Exercise instructions:
Reproduce the portion of the Glen Campbell interview transcript that starts with "And we were" and goes on through "is. It's a ...".

CAMPBELL: Yeah, I did.
KING: You told about the Tanya Tucker story.
CAMPBELL: Yeah.
KING: The affairs that went bad. The marriages that went bad. Your own problems with addiction. Did that cleanse it for you?
CAMPBELL: Oh, yeah.
KING: Did it help you to write that?
CAMPBELL: Yes, it did. In fact -- and, well, and Bill Clinton helped me a lot, because I quit smoking also, because I'd heard Bill -- I didn't know until about 12 years ago that people from Arkansas didn't inhale, so I said, why smoke, you know?
So I quite smoking.
KING: That's a good line. That would have been on the "Goodtime Hour," wouldn't it ...
CAMPBELL: Yeah, that would have.
KING: ... have. Man that would have led the "Goodtime Hour."
CAMPBELL: That would have. I still use it, too, on the show.
But, you know, to be clean and to go out and play and sing, I'm really enjoying it.
KING: Do you look back on the Tanya Tucker episode as a bad one?
CAMPBELL: No, I saw it as ...
KING: I mean, you were married. You were older, and suddenly you fall madly in love with this woman. I mean, as you look back.
CAMPBELL: No, actually, I wouldn't say madly in love. I'd say, it was ...
KING: Madly, then.
CAMPBELL: She was there at the time that -- when Sarah and I broke up, so. That was -- it was just one of those things that happened.
And we were definitely not made for each other. I know -- I went into Tanya's, you know, we were -- she's a great singer. She's a great presence on stage.
But we just -- it just didn't work, you know.
KING: Were you sad at the tabloid reaction to you?
CAMPBELL: Well, you know how that goes?
KING: Were you ticked?
CAMPBELL: Oh, yeah. I got mad at them sometimes, you know. I didn't say anything, though. They said ...
KING: Just keep going ...
CAMPBELL: Yeah. Vengeance is mine, saith the Lord. I remembered that from when I was a kid, and I said, whatever happens will happen. I won't be a part of it.
KING: Also, success is pretty good revenge, right?
CAMPBELL: Yes, it is. It's a ...
KING: The songs that we're going to get into, the songs you sang, we're going to be listening to them.
More about the life and times of Glen Campbell. We're happy to tell you, the "Glen Campbell Goodtime Hour" is back on CMT, the country music TV channel. All those great shows with unbelievable guests -- shows you could not afford to do now.

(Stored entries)
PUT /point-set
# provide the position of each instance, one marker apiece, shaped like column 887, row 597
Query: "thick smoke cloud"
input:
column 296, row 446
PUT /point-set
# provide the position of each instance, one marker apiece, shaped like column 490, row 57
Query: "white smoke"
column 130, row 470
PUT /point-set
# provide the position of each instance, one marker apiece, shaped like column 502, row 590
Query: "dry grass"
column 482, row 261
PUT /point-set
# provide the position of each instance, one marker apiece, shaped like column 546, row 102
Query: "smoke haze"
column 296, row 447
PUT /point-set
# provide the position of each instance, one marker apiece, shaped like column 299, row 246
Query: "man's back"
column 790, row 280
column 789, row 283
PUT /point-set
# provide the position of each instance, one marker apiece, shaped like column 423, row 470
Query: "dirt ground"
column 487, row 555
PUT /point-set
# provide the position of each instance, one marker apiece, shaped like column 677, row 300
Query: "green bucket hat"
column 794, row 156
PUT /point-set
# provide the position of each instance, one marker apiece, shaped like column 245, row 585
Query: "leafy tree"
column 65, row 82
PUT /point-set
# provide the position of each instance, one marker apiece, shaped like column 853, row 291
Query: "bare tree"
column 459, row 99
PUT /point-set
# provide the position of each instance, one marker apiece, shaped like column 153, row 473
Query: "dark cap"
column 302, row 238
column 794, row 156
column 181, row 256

--

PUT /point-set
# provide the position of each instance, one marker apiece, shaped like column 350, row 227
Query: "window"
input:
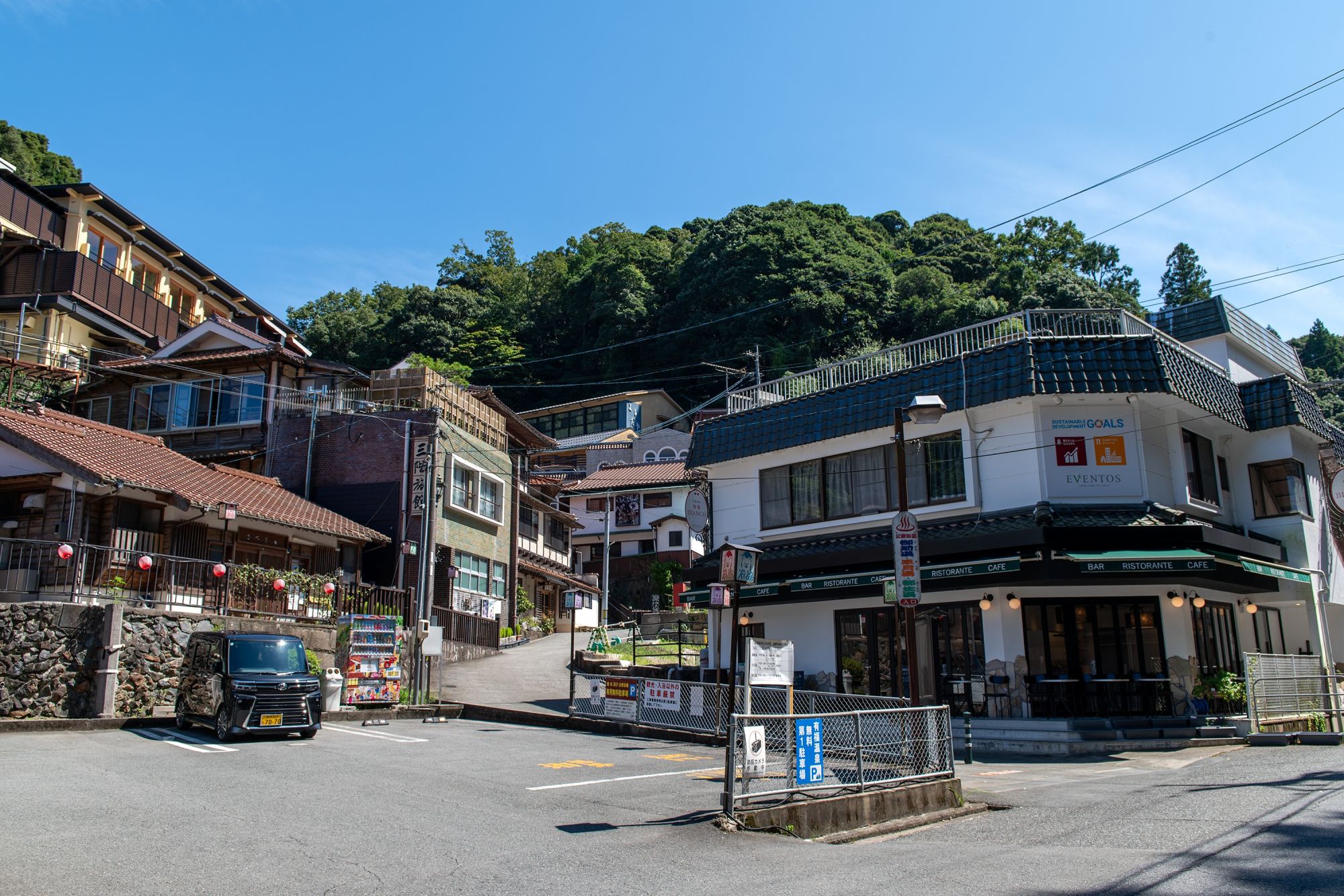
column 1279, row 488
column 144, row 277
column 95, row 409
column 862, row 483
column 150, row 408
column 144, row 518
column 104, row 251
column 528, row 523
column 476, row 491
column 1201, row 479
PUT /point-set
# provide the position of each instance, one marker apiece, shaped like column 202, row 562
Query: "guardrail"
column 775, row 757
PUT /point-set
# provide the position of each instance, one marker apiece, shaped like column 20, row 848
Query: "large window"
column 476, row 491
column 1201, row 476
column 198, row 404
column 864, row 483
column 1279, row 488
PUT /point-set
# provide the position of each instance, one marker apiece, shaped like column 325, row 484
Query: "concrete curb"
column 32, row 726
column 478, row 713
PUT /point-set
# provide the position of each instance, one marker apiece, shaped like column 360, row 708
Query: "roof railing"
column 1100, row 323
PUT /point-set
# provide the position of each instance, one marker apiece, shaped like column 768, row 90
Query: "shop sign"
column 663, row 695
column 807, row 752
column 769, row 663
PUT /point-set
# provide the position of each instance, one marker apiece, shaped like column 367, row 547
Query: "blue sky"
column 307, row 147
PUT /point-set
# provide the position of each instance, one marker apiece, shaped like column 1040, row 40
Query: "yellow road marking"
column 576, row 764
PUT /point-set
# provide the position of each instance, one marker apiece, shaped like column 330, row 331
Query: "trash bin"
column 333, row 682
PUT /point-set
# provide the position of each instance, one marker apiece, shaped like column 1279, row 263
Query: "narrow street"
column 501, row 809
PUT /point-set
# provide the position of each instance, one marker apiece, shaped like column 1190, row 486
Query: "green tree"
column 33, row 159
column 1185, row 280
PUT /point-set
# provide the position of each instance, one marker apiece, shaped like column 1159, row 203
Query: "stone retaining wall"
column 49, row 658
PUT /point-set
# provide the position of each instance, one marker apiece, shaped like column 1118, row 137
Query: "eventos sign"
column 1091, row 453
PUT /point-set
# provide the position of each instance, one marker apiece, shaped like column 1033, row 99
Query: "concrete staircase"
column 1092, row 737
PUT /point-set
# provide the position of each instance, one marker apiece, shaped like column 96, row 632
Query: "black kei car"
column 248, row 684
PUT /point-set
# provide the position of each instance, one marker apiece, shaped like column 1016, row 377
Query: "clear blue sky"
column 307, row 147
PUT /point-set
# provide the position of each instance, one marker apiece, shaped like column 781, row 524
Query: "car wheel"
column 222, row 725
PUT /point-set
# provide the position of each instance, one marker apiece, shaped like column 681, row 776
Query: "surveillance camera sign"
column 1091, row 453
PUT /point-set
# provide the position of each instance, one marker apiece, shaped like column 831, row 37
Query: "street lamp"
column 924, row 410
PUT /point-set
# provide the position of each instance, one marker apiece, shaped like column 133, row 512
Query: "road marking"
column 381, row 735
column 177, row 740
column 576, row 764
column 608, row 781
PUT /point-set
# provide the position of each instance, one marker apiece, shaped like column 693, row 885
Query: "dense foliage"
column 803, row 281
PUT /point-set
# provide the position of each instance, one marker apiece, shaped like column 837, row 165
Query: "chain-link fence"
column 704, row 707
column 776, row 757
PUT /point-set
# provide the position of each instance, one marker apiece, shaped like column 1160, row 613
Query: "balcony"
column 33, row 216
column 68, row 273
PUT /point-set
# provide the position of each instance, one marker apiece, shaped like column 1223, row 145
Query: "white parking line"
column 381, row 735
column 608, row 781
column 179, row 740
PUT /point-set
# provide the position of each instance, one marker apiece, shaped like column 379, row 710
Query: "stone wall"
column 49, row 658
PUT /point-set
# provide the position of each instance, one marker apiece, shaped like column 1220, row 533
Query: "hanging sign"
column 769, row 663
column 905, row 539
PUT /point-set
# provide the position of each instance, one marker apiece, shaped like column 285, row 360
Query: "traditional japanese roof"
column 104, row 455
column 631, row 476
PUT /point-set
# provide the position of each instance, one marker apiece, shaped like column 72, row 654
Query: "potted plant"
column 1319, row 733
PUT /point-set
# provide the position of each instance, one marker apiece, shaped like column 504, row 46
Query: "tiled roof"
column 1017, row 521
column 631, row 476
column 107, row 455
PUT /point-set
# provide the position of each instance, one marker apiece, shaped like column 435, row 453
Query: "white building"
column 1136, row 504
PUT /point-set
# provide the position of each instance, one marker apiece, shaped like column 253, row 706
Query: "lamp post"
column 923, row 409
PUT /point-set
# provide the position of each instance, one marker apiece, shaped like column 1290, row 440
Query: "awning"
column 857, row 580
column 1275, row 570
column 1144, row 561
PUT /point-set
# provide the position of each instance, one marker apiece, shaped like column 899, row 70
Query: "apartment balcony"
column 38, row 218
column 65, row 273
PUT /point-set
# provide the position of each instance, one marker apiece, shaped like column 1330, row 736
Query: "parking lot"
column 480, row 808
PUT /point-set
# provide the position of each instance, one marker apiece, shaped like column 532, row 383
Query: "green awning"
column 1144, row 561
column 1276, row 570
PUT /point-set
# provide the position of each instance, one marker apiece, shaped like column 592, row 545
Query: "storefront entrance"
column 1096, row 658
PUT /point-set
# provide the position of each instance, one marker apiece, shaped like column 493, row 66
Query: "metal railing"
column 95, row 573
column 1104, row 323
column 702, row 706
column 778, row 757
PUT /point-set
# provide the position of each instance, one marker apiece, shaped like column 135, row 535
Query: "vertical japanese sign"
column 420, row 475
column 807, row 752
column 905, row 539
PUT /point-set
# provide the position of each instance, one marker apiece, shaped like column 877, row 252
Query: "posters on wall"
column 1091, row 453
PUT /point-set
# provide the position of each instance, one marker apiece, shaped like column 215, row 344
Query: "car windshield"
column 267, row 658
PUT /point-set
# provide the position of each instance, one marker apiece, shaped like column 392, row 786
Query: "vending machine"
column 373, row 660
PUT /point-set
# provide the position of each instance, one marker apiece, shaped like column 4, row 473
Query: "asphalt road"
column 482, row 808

--

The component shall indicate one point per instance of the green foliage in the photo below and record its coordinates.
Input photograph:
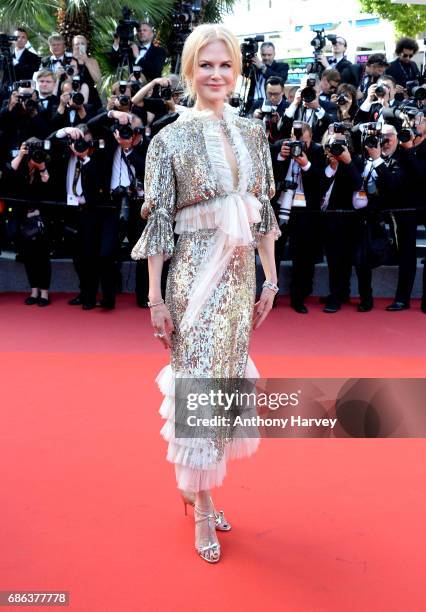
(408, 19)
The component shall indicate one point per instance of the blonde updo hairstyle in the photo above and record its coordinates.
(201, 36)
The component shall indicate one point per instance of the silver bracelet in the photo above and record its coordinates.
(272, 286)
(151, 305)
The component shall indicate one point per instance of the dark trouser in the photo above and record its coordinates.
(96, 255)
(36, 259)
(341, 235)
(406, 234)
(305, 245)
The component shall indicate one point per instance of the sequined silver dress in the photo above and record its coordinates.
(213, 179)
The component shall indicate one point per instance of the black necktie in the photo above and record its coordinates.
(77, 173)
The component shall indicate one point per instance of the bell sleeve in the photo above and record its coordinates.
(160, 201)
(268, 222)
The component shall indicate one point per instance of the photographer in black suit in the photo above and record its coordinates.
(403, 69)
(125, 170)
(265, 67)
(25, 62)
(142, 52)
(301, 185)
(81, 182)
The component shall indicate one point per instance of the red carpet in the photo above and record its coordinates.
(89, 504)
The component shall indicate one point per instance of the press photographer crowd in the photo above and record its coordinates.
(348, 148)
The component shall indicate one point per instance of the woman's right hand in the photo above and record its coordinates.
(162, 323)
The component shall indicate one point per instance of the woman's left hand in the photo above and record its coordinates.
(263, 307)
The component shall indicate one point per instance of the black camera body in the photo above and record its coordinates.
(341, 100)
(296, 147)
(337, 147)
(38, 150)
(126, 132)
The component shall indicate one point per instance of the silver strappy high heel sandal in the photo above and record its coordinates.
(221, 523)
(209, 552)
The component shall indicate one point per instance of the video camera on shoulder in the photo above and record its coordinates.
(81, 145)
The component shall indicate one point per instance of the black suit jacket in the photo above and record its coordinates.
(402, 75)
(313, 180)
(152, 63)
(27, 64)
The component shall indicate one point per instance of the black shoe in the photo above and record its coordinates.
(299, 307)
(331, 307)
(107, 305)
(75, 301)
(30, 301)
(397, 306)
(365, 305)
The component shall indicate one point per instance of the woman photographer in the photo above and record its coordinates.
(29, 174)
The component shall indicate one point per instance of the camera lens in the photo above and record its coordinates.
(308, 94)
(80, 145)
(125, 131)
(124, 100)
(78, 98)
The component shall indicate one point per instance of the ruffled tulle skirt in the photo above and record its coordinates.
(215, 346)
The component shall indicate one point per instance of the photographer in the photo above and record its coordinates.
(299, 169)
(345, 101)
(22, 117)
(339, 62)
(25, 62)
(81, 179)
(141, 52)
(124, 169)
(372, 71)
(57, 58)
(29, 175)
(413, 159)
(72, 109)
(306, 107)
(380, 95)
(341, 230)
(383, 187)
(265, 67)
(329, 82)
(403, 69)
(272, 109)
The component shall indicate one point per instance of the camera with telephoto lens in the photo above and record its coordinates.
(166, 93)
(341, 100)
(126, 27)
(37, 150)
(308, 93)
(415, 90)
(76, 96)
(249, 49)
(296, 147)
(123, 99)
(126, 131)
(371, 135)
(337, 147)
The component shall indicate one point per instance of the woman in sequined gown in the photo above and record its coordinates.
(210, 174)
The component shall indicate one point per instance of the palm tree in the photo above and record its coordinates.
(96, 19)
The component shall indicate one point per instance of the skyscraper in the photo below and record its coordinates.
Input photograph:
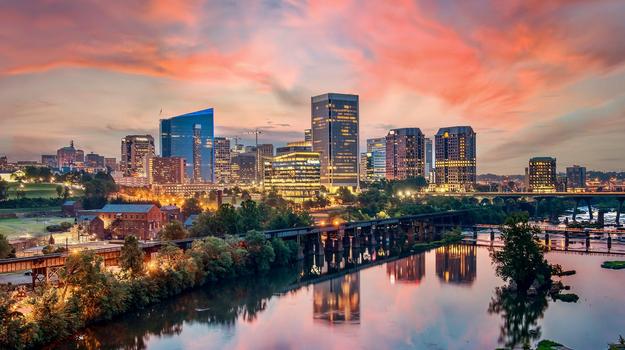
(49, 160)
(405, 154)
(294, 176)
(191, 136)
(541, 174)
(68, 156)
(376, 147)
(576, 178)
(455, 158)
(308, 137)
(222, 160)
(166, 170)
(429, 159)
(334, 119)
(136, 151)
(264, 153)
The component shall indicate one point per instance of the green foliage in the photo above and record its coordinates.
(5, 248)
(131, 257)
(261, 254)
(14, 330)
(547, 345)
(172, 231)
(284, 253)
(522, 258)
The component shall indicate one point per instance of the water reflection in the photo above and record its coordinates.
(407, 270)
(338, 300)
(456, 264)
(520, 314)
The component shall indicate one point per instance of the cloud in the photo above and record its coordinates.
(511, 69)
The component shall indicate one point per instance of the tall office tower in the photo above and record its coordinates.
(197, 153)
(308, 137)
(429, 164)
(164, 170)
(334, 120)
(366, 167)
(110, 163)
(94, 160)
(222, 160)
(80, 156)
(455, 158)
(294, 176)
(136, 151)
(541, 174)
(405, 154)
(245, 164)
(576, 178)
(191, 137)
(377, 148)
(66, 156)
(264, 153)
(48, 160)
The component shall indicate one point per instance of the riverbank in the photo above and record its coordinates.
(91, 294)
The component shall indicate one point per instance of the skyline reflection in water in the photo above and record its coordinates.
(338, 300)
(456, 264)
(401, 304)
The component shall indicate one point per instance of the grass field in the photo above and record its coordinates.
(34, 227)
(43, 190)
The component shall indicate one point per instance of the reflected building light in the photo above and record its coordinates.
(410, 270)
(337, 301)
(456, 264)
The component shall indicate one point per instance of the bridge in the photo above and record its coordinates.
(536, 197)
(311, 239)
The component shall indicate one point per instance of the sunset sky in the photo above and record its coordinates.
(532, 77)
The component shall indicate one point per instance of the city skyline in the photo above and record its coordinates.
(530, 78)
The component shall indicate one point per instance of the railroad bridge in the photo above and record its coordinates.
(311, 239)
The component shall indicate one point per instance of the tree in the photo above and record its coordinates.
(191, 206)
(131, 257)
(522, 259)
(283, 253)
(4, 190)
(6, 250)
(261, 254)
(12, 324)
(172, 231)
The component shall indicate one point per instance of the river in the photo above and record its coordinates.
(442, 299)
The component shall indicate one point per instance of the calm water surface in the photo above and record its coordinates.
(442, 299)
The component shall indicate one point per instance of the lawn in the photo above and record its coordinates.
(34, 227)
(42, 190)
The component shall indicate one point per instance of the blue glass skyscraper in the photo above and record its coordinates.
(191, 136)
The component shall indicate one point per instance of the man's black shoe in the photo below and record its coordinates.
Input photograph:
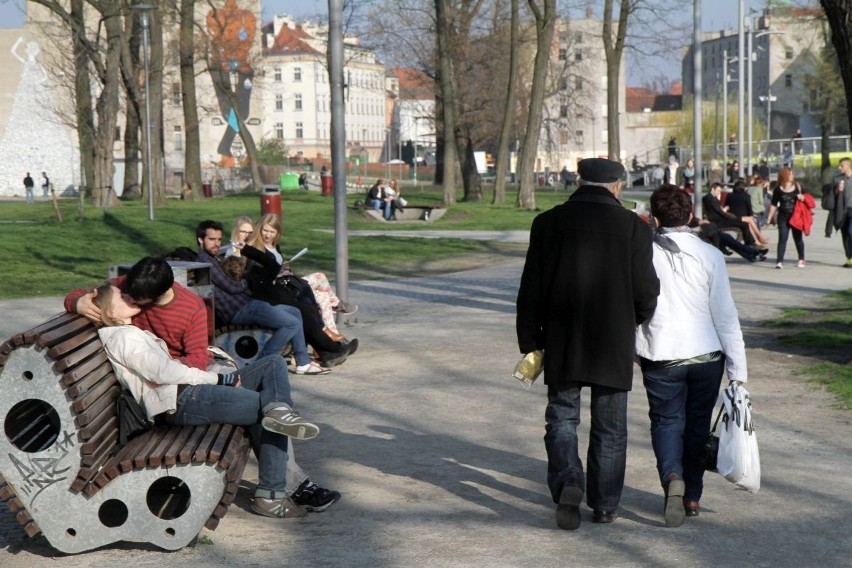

Expected answer:
And we were definitely not made for each other. I know -- I went into Tanya's, you know, we were -- she's a great singer. She's a great presence on stage.
But we just -- it just didn't work, you know.
KING: Were you sad at the tabloid reaction to you?
CAMPBELL: Well, you know how that goes?
KING: Were you ticked?
CAMPBELL: Oh, yeah. I got mad at them sometimes, you know. I didn't say anything, though. They said ...
KING: Just keep going ...
CAMPBELL: Yeah. Vengeance is mine, saith the Lord. I remembered that from when I was a kid, and I said, whatever happens will happen. I won't be a part of it.
KING: Also, success is pretty good revenge, right?
CAMPBELL: Yes, it is. It's a ...